_Problem statement_
Reply only with how many lines below contain "yellow".

_Records shown_
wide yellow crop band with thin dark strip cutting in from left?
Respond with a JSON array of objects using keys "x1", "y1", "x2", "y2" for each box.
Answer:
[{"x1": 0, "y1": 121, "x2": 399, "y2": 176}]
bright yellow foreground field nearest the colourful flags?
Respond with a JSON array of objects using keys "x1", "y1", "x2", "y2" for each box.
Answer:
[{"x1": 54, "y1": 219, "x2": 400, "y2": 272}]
==
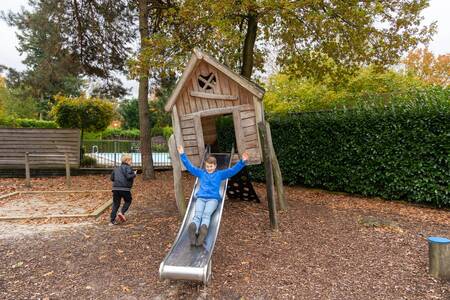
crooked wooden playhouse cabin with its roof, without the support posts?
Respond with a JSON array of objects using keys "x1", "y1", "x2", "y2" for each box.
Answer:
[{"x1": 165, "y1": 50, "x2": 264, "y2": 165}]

_Answer to this exercise_
2